:: SOURCE DOCUMENT

Good morning, I'm probably missing one small step,...
# timegpt
t
Good morning, I'm probably missing one small step, but I'm working on adding US holidays to a TimeGPT forecast (Actually, by the time I'm done, it will be 12) for my dissertation. I'll include all my setup code below. It all functions properly in the notebook, but when I get to the forecast, I get this error: "You must include the exogenous variables in the
df
object, exogenous variables y,US_New Year's Day,US_New Year's Day (observed),US_Memorial Day,US_Juneteenth National Independence Day,US_Independence Day,US_Labor Day,US_Veterans Day,US_Veterans Day (observed),US_Thanksgiving,US_Christmas Day,US_Martin Luther King Jr. Day,US_Washington's Birthday,US_Columbus Day"
Copy code
from nixtla.date_features import CountryHolidays

us_holidays = CountryHolidays(countries=['US'])
dates = pd.date_range(start=tst_alxmsf.iloc[0]['ds'], end=tst_alxmsf.iloc[-1]['ds'], freq='D')
holidays_df = us_holidays(dates)
monthly_holidays = holidays_df.resample('MS').max()

monthly_holidays = monthly_holidays.reset_index(names='ds')
monthly_holidays['ds'] = pd.to_datetime(monthly_holidays['ds']) 
tst_alxmsf['ds'] = pd.to_datetime(tst_alxmsf['ds'])

tst_alxmsf = tst_alxmsf.merge(monthly_holidays)

tst_alxmsf.head()
Copy code
dates = pd.date_range(start=tr_alxmsf.iloc[0]['ds'], end=tr_alxmsf.iloc[-1]['ds'], freq='D')
holidays_df = us_holidays(dates)
monthly_holidays = holidays_df.resample('MS').max()

monthly_holidays = monthly_holidays.reset_index(names='ds')
monthly_holidays['ds'] = pd.to_datetime(monthly_holidays['ds'])
tr_alxmsf['ds'] = pd.to_datetime(tr_alxmsf['ds'])

tr_alxmsf = tr_alxmsf.merge(monthly_holidays)
Copy code
alxm_fcst4 = nixtla_client.forecast(
    df = tr_alxmsf,
    id_col = 'unique_id',
    time_col = 'ds',
    target_col='y',
    h = 12,
    freq = 'MS',
    level = [90,95],
    X_df = tst_alxmsf,
)

alxm_fcst4_pred = alxm_fcst4['TimeGPT']
The first two code blocks run with no problems. When I checked the datasets, they both had the merged columns where they should, though I was surprised that in the tail of tr_alxmsf, the month of December did not have Christmas marked as 1 where I expected it. However, that is not as important at this point. When I ran the forecast code, I received the error; I identified the df (I'm assuming, and this could be my problem) that this is where the evaluation set goes since X_df is the future dataset (tst_alxmsf). As a note, tr indicates that it is a training set, tst is the test set, and sf simply means I adjusted the dataset for statsforecast that I used earlier in the notebook. If anyone could, after reading all my posts, point me in the right direction to fix what I have done wrong, I'd appreciate it. Thanks in advance for any help offered.

::::
:: DATASET ENTRIES

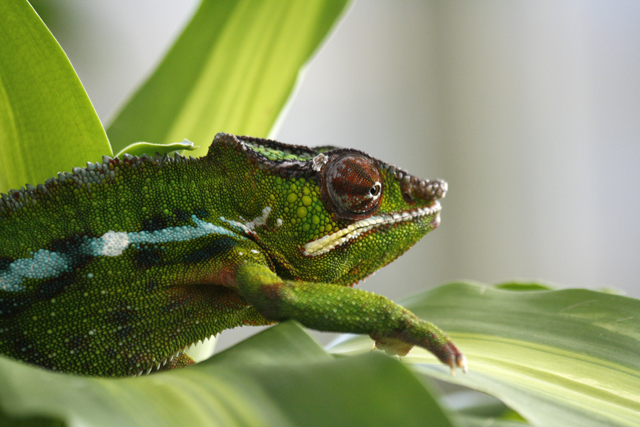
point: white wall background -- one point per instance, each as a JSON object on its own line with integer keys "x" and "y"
{"x": 531, "y": 111}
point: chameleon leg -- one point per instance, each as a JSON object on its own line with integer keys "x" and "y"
{"x": 335, "y": 308}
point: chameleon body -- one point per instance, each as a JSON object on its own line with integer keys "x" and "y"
{"x": 116, "y": 268}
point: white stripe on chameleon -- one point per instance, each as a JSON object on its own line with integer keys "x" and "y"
{"x": 46, "y": 264}
{"x": 332, "y": 241}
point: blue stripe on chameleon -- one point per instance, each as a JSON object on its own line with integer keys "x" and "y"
{"x": 46, "y": 264}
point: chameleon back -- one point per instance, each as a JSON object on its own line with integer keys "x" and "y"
{"x": 71, "y": 300}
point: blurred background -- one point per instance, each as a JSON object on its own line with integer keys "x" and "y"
{"x": 530, "y": 110}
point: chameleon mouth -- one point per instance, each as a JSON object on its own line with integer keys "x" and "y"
{"x": 332, "y": 241}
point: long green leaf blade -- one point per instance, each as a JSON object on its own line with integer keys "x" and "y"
{"x": 279, "y": 377}
{"x": 47, "y": 123}
{"x": 567, "y": 357}
{"x": 232, "y": 70}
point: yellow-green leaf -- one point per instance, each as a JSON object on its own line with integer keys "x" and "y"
{"x": 279, "y": 378}
{"x": 232, "y": 70}
{"x": 567, "y": 357}
{"x": 47, "y": 123}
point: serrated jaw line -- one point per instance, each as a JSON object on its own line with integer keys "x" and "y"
{"x": 332, "y": 241}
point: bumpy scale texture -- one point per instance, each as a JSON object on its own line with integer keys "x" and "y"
{"x": 116, "y": 268}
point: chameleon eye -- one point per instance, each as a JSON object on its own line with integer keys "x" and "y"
{"x": 353, "y": 185}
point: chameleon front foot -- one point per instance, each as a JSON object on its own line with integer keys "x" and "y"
{"x": 447, "y": 353}
{"x": 454, "y": 358}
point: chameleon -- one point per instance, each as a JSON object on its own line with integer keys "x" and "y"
{"x": 116, "y": 268}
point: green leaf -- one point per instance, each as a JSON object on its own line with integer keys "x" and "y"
{"x": 279, "y": 377}
{"x": 140, "y": 148}
{"x": 567, "y": 357}
{"x": 232, "y": 70}
{"x": 47, "y": 123}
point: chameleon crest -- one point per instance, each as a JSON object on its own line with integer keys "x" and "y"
{"x": 115, "y": 269}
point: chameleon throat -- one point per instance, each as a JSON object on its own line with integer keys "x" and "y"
{"x": 332, "y": 241}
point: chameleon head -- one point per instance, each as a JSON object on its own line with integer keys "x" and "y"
{"x": 334, "y": 214}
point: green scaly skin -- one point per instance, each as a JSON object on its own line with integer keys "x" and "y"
{"x": 115, "y": 269}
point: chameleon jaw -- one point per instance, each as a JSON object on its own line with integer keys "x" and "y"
{"x": 329, "y": 242}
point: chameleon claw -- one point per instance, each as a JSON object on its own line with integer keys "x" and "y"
{"x": 455, "y": 359}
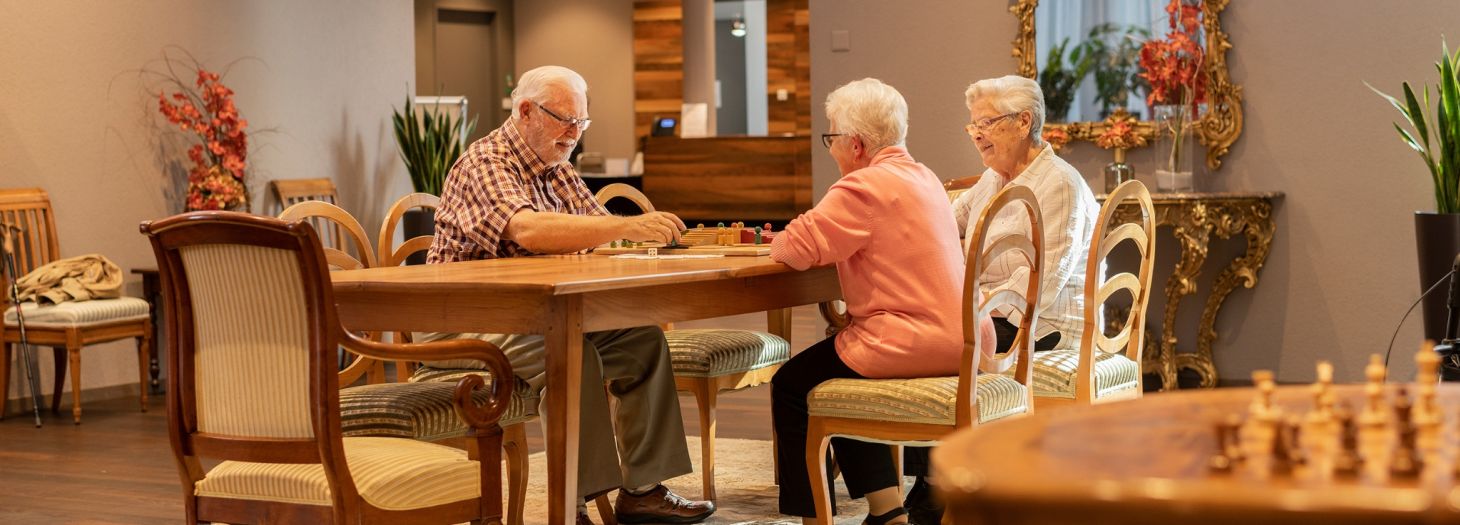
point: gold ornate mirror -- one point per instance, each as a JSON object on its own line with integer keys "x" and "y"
{"x": 1221, "y": 120}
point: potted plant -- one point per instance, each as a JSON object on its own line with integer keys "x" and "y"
{"x": 429, "y": 143}
{"x": 1437, "y": 234}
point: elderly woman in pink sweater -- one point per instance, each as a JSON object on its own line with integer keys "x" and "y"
{"x": 891, "y": 234}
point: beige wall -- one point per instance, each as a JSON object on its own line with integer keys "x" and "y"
{"x": 596, "y": 40}
{"x": 75, "y": 118}
{"x": 1342, "y": 267}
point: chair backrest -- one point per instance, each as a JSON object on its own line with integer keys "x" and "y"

::::

*THE EXERCISE*:
Carry on the forum post about adding US holidays to a TimeGPT forecast, starting right after its final sentence.

*RESULT OF THE TASK*:
m
To use exogenous variables, both your input dataframe and future dataframe must have them. You can refer to this tutorial, which adds US holidays to an existing dataset, we create a future dataframe, and use TimeGPT to forecast our target and also mesure the importance of each holiday.
t
Thank you. You just told me what my problem is because my testing set, which becomes the future dataset, already has values in it; if I'm right, the 'y' variable there is what the function doesn't like. So I will drop the values from a copy of the set and then I can use it with no problems.
Well, that didn't work as well as I would like. The error changed. It removed the y, but it failed still stating that I need to add the exogenous variables. I did notice that when I made a list of the holidays in the future dataset and the training dataset, they are different although they are supposed to be using the same
Copy code
us_holidays = CountryHolidays(countries=['US'])
dates = pd.date_range(start=tr_alxmsf.iloc[0]['ds'], end=tr_alxmsf.iloc[-1]['ds'], freq='D')
holidays_df = us_holidays(dates)
monthly_holidays = holidays_df.resample('MS').max()
The first part is the training set code block. The following is the future dataset code block:
Copy code
us_holidays = CountryHolidays(countries=['US'])
dates = pd.date_range(start=tst_alxmsf.iloc[0]['ds'], end=tst_alxmsf.iloc[-1]['ds'], freq='D')
holidays_df = us_holidays(dates)
monthly_holidays = holidays_df.resample('MS').max()
tst_alxmsf2 = tst_alxmsf.drop(['y'], axis=1)
The lists for the two sets are below:
Copy code
Training: 
['unique_id',
 'ds',
 'y',
 "US_New Year's Day",
 'US_Memorial Day',
 'US_Independence Day',
 'US_Labor Day',
 'US_Veterans Day',
 'US_Thanksgiving',
 'US_Christmas Day',
 'US_Martin Luther King Jr. Day',
 "US_Washington's Birthday",
 'US_Columbus Day',
 'US_Independence Day (observed)',
 "US_New Year's Day (observed)",
 'US_Juneteenth National Independence Day',
 'US_Juneteenth National Independence Day (observed)',
 'US_Christmas Day (observed)']
Future set:
['unique_id',
 'ds',
 "US_New Year's Day",
 "US_New Year's Day (observed)",
 'US_Memorial Day',
 'US_Juneteenth National Independence Day',
 'US_Independence Day',
 'US_Labor Day',
 'US_Veterans Day',
 'US_Veterans Day (observed)',
 'US_Thanksgiving',
 'US_Christmas Day',
 'US_Martin Luther King Jr. Day',
 "US_Washington's Birthday",
 'US_Columbus Day']
So it looks like there are inconsistencies that I might have to add by hand?
m
Are there other exogenous variables, apart from holidays?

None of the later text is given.